[Start of Attachment]

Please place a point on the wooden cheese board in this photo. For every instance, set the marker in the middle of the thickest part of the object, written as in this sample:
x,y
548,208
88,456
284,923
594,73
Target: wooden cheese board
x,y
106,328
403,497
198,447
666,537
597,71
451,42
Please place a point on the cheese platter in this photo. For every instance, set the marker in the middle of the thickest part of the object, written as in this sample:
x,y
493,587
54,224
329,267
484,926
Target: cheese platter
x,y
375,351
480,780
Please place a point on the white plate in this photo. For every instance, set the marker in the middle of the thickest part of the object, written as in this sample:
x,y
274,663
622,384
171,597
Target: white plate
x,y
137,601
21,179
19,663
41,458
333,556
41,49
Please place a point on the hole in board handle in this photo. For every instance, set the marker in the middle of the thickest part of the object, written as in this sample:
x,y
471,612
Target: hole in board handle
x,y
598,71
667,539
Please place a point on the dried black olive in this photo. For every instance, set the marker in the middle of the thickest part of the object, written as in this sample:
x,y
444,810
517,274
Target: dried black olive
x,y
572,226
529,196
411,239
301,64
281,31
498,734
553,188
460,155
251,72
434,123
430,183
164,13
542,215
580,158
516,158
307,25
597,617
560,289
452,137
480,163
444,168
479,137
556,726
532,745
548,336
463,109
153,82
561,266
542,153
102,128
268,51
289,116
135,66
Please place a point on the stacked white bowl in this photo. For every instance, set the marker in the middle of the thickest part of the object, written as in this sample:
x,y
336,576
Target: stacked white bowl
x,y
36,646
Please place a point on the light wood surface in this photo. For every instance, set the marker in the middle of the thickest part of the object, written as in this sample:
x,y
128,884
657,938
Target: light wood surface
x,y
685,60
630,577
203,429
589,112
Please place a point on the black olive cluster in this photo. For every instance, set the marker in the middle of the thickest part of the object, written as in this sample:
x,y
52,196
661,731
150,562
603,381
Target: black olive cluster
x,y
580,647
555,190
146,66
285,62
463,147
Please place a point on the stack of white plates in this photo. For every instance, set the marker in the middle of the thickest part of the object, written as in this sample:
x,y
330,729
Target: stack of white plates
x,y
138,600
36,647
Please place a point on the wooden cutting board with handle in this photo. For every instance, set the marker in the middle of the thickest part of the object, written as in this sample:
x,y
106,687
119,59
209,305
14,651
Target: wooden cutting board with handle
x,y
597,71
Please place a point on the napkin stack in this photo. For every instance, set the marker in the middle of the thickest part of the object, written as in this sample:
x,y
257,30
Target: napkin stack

[End of Attachment]

=== About this task ===
Write out exactly, and only, each line from the one with "Please place a point on the napkin" down to the last line of the records above.

=== Written answer ===
Please place a point on the napkin stack in this photo. For every instance, set the marker in the middle of the thickest part of the object, written as in this sample:
x,y
257,30
Target: napkin stack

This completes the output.